Referring expression data
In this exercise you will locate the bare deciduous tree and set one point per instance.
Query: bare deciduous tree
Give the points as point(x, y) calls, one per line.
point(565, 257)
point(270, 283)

▶ [Exercise requirements]:
Produce a word-for-word copy of all the entries above.

▶ [Expected output]:
In this exercise you will locate the bare deciduous tree and set one point per instance.
Query: bare deciduous tree
Give the points as point(x, y) calls, one per line.
point(565, 257)
point(270, 283)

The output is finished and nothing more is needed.